Aim of the task
Every entry must be duplicated precisely as written.

Recorded data
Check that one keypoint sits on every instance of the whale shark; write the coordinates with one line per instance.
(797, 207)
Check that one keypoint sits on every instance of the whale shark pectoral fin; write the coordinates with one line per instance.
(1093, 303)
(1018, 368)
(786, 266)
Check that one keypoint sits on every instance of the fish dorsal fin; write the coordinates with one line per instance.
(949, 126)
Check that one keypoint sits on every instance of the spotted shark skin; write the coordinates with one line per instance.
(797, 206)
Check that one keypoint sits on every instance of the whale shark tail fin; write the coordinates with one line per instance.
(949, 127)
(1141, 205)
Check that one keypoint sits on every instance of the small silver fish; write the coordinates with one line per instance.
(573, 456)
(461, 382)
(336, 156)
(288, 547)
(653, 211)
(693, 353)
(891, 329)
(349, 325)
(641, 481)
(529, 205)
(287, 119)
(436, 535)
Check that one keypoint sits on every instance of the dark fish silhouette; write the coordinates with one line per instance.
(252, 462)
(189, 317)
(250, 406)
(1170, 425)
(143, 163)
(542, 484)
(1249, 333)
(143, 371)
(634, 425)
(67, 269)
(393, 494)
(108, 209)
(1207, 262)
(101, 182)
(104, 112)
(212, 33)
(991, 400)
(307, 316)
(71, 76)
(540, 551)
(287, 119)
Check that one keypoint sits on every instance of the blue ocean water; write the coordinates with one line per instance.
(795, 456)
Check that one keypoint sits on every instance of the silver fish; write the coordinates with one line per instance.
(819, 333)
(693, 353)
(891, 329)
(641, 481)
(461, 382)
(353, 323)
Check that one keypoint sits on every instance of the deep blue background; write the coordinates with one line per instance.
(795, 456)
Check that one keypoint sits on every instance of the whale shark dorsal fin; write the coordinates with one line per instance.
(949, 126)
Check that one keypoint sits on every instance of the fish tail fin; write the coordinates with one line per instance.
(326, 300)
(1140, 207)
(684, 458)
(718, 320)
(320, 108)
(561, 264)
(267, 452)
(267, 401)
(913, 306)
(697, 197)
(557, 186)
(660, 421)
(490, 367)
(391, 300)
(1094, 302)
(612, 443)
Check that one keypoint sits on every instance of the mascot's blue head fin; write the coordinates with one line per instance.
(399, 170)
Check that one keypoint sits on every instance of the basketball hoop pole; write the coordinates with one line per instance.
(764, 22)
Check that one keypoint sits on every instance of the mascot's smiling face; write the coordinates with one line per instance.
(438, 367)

Correct result
Check that one keypoint sits on every instance of the whale shark; write the coordinates with one line per instance.
(797, 207)
Check that one keypoint sits on every instance of the whale shark pectoral fin; write the coordinates with one line per instance.
(1093, 303)
(1018, 368)
(786, 266)
Check that one keypoint sits on every instance of the fish dorsal fin; write the coordinates with one line per instance.
(949, 126)
Check that one keypoint sits on every instance of the spotted shark skin; write the coordinates with one line per instance.
(797, 206)
Check that one keypoint sits on every instance of the whale shark tail fin; write the coordinates with one line per instance.
(949, 127)
(1141, 205)
Check that one keypoint sits on every instance of the small silver fish; write the coordinates with one line per instance.
(573, 456)
(461, 382)
(336, 156)
(288, 547)
(653, 211)
(693, 353)
(891, 329)
(349, 325)
(641, 481)
(529, 205)
(287, 119)
(436, 535)
Check that one keypoint sits on every instance of the dark fish silhouette; write the coordinates with one line per instance.
(252, 462)
(189, 317)
(250, 406)
(1170, 425)
(143, 163)
(542, 484)
(1249, 333)
(143, 371)
(634, 425)
(67, 269)
(393, 494)
(108, 209)
(1207, 262)
(101, 182)
(104, 112)
(212, 33)
(991, 400)
(307, 316)
(71, 76)
(540, 551)
(287, 119)
Check that one keypoint sits on every instance of the blue ocean water; write the coordinates with one line per instance.
(795, 456)
Check that one keypoint sits on every instance of the silver fish; write the coordinates with one line per instance.
(819, 333)
(693, 353)
(891, 329)
(641, 481)
(461, 382)
(353, 323)
Check that one keypoint sits on every instance of the deep blue background; write the coordinates with one line per instance.
(795, 456)
Check that one keypoint sits on every instance of the whale shark dorsal fin; write the coordinates with one line per instance.
(949, 126)
Check that one keypoint sits on every instance of the fish tail fin; write the coordinates with one line per instance.
(326, 300)
(1140, 207)
(684, 458)
(718, 320)
(320, 108)
(561, 264)
(267, 452)
(267, 401)
(913, 306)
(697, 197)
(557, 186)
(660, 421)
(490, 367)
(391, 300)
(1094, 302)
(612, 443)
Check that one keypoint sits on every instance of the mascot's blue head fin; write the coordinates with one line per instance.
(399, 170)
Check that one keypoint sits on every instance of the basketball hoop pole; write the coordinates with one line per instance.
(764, 22)
Check that one keypoint sits on every instance of the mascot's smiling face; write the coordinates with one line per instance.
(438, 367)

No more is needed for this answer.